Dataset excerpts
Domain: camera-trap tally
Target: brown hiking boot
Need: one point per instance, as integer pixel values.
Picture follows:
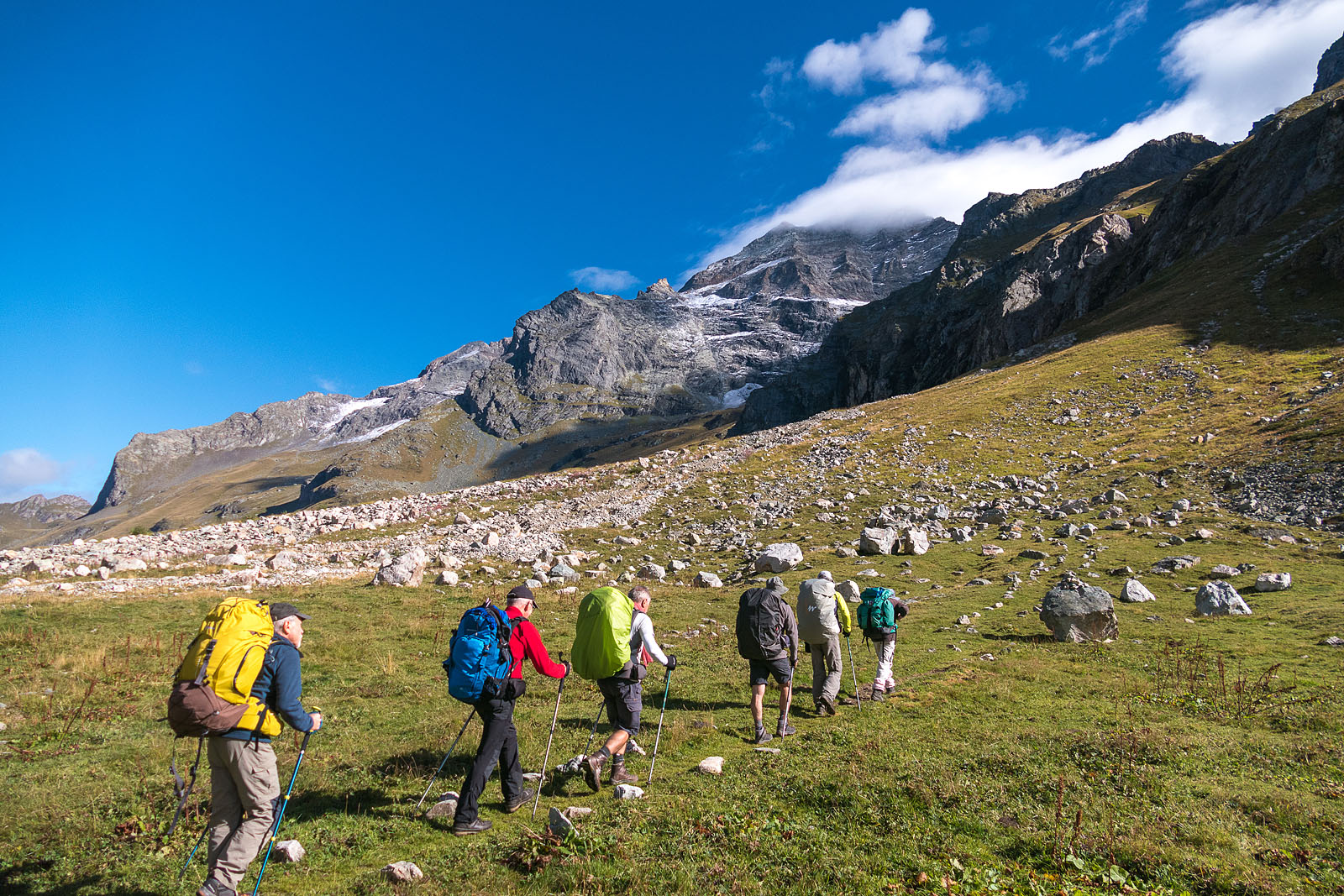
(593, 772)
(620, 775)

- What the task asks
Retype only the lines above from the one with "Need: one point" through the last, both ends included, keeping every picture out of the copy.

- Solution for this problem
Need: one point per instance, as integer pixel values.
Picture follows:
(593, 772)
(620, 775)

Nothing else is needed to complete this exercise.